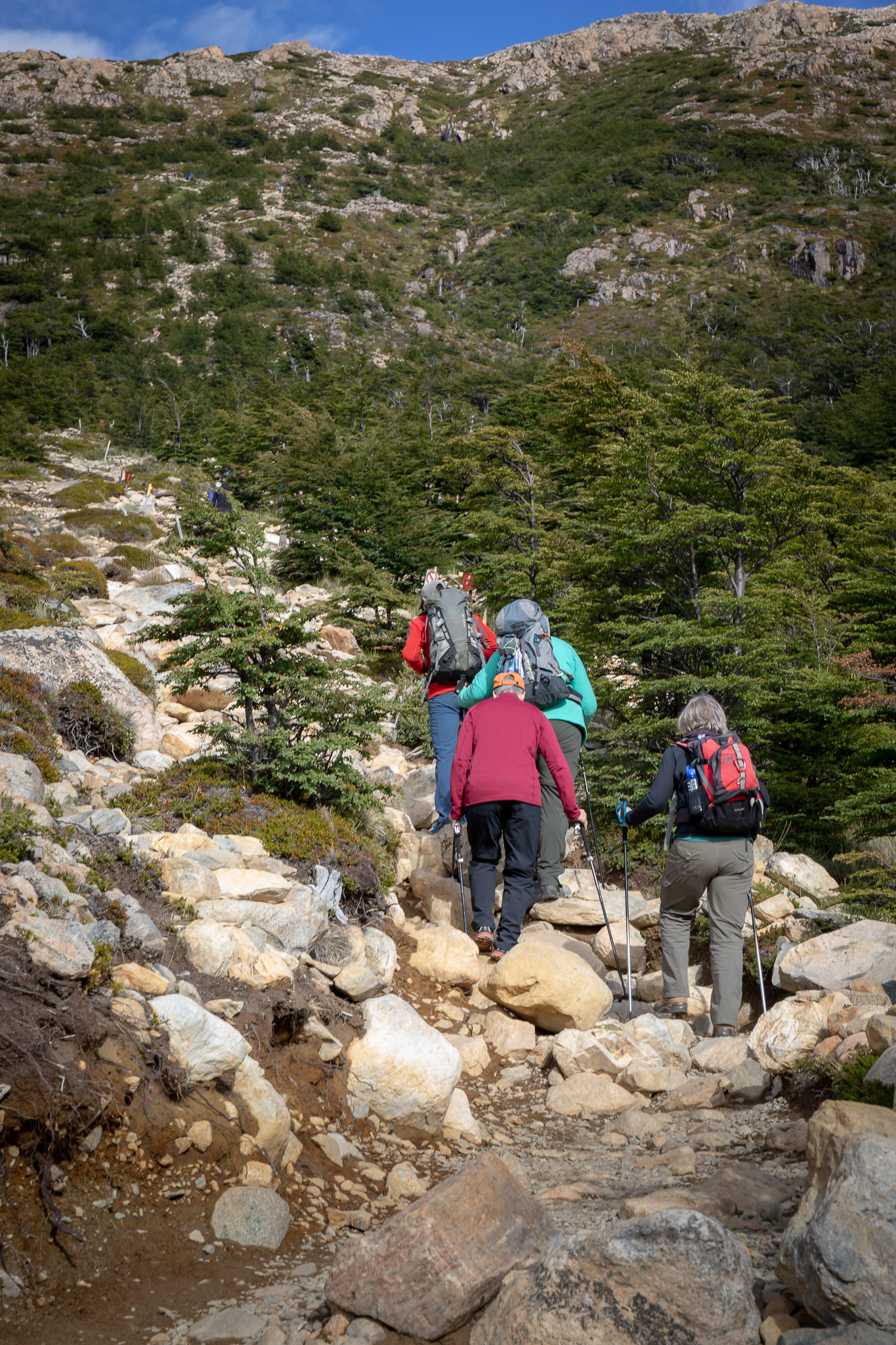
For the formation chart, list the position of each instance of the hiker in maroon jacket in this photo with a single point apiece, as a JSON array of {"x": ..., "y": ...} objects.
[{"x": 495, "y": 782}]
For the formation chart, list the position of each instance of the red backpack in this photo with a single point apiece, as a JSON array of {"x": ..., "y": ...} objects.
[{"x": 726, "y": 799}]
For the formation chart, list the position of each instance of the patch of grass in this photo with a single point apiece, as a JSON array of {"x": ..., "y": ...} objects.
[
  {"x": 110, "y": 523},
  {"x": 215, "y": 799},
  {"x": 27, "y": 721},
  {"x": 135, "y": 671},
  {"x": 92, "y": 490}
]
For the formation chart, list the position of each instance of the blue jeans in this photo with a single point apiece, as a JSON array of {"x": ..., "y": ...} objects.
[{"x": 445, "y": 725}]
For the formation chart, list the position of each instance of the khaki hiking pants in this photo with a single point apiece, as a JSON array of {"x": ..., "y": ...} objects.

---

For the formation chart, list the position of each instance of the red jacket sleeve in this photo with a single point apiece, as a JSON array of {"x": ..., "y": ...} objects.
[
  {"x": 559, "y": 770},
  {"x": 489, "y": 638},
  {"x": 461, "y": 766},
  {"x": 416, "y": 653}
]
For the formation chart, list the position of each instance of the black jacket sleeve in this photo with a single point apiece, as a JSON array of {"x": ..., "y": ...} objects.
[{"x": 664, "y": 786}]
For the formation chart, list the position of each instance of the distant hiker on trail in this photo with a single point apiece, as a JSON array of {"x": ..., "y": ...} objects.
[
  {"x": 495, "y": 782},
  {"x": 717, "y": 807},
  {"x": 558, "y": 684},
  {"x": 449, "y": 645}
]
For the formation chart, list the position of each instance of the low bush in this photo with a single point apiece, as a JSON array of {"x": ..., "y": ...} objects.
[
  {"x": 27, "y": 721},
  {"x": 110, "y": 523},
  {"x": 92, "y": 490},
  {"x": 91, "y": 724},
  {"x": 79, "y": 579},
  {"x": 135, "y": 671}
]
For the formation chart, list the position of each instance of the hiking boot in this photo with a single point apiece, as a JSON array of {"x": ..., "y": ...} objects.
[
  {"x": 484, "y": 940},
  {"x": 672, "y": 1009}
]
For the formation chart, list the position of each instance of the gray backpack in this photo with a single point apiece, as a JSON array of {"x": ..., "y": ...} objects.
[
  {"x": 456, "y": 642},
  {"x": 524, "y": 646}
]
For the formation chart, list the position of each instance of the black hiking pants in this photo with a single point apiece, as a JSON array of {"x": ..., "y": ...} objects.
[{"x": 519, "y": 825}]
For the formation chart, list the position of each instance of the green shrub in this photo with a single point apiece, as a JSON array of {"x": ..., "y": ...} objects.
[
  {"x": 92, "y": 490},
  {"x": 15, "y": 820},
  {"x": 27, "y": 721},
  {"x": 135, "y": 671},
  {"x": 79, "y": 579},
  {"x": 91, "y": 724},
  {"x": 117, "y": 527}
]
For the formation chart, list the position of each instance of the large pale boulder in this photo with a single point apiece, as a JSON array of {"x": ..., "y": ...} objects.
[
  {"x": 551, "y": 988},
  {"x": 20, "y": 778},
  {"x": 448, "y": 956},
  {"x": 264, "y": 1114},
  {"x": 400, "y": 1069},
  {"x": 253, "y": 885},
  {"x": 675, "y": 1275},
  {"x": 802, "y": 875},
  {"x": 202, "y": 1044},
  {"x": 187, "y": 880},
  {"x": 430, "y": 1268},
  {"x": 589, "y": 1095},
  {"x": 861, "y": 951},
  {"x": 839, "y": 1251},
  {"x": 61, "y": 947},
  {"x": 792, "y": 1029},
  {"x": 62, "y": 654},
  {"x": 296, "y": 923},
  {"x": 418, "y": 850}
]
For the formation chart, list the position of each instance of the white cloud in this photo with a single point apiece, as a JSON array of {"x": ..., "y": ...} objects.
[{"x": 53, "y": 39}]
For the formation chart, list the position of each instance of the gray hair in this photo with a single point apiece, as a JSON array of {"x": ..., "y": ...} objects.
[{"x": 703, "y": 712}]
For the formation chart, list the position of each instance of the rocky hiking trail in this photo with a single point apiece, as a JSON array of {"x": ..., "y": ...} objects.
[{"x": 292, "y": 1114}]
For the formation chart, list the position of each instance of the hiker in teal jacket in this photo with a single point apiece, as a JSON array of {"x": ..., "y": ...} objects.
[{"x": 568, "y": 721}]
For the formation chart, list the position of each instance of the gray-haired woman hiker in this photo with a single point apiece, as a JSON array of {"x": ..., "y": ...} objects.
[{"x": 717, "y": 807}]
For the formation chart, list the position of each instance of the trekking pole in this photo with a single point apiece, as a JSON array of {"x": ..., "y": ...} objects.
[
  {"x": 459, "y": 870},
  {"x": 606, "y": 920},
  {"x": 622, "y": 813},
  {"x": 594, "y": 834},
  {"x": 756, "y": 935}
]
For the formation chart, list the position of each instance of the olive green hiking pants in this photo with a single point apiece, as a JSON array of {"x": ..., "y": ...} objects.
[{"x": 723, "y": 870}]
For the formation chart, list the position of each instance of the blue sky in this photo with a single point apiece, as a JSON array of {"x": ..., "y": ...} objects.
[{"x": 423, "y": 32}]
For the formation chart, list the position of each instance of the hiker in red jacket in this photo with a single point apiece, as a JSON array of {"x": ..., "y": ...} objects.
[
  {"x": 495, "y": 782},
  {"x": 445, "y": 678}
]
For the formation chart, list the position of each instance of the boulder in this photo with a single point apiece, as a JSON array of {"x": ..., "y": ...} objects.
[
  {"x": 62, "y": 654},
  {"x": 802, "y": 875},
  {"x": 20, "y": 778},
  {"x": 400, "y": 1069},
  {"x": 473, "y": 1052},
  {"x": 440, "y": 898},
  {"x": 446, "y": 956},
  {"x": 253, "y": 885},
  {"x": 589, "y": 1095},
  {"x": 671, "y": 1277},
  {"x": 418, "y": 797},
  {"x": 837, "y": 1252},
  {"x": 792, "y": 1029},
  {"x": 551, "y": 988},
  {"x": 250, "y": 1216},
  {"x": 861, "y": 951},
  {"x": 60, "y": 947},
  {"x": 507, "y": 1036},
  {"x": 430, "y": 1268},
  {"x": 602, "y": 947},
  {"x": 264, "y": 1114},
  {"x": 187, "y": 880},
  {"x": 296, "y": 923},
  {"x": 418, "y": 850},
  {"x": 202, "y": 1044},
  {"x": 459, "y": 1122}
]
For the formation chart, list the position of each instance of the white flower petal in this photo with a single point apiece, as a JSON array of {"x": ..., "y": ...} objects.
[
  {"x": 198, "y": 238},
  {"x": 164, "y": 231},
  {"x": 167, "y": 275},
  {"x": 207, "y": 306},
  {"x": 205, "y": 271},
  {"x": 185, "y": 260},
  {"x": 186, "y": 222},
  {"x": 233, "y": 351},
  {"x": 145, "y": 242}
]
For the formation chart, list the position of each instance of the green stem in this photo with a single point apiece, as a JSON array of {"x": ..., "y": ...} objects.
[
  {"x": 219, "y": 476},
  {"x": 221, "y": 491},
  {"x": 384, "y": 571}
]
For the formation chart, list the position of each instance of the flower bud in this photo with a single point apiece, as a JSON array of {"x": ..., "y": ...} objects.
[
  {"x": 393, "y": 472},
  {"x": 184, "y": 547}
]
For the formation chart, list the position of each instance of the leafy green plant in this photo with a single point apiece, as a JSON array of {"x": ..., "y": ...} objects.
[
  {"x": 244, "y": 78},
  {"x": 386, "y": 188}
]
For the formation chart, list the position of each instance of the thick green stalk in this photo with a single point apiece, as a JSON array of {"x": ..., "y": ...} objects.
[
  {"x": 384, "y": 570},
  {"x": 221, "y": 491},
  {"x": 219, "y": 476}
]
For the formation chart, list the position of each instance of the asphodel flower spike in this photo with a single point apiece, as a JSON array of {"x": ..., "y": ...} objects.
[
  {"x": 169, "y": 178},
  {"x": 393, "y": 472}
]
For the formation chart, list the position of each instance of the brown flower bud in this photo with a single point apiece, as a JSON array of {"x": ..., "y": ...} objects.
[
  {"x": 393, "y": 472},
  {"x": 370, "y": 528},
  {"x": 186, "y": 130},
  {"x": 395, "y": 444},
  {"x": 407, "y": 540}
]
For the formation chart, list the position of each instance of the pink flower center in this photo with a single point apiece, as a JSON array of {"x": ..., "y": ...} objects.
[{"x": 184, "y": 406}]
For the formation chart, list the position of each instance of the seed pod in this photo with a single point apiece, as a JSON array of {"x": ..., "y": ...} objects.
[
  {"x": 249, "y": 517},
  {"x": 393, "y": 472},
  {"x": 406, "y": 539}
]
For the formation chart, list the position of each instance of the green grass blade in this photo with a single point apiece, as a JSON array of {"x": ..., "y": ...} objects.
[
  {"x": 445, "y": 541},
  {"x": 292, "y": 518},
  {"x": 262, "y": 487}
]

---

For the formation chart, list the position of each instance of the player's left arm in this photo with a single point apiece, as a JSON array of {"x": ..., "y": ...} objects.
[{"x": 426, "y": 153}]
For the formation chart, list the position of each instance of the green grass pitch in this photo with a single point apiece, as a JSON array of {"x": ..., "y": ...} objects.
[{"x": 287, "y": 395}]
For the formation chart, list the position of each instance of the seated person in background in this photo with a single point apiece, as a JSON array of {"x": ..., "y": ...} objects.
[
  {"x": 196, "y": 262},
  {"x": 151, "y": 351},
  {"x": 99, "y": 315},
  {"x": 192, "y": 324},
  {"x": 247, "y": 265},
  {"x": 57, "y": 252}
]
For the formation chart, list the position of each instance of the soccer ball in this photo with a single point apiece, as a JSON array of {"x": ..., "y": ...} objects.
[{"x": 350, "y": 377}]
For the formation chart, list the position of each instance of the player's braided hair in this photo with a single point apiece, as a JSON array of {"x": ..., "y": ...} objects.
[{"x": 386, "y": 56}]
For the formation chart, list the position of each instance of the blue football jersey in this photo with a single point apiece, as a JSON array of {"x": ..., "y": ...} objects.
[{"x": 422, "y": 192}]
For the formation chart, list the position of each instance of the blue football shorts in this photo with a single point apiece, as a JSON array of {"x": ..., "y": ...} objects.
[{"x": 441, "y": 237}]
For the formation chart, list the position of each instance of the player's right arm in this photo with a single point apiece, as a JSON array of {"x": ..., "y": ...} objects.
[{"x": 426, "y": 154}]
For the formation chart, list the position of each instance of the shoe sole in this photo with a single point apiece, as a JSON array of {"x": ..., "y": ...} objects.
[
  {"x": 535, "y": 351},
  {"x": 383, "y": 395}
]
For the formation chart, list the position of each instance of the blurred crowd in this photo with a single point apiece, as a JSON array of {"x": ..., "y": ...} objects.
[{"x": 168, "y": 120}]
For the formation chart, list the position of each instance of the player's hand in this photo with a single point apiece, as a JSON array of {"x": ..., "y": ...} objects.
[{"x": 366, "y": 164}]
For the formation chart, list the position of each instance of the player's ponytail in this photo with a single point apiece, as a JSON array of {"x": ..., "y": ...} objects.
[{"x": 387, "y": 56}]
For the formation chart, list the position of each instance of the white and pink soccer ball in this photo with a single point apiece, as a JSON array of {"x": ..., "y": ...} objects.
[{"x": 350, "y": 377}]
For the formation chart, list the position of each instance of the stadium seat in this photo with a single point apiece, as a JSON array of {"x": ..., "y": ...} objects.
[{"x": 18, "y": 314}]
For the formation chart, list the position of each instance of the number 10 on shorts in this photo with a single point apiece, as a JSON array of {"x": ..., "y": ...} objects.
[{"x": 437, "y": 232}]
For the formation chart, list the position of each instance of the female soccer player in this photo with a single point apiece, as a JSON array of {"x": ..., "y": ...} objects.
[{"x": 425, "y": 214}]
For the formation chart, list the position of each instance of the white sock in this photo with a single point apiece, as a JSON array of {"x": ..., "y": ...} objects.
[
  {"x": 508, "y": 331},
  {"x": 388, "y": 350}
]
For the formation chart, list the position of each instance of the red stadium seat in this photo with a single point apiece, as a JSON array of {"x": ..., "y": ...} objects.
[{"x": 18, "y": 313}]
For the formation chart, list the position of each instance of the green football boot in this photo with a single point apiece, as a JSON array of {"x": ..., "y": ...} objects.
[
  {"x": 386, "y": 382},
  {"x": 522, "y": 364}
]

**What is expected**
Taking the material above, extract exactly and only the lines from the line with "of the patch" to the line with "of the khaki", inclusive of both.

**Reply**
For the formation chart, list the position of each instance of the patch of grass in this photo with a single point apiece, as a JSON array of {"x": ..., "y": ...} objects.
[
  {"x": 110, "y": 523},
  {"x": 215, "y": 799},
  {"x": 27, "y": 721},
  {"x": 135, "y": 671},
  {"x": 92, "y": 490}
]
For the formation chart, list the position of each instance of the blue jeans in this photo with a single point apiece, as a JSON array of {"x": ..., "y": ...} objects.
[{"x": 445, "y": 725}]
For the formation chart, list the position of each instance of the khaki hiking pants in this photo with a single point apiece, as a JSON array of {"x": ..., "y": ...} objects.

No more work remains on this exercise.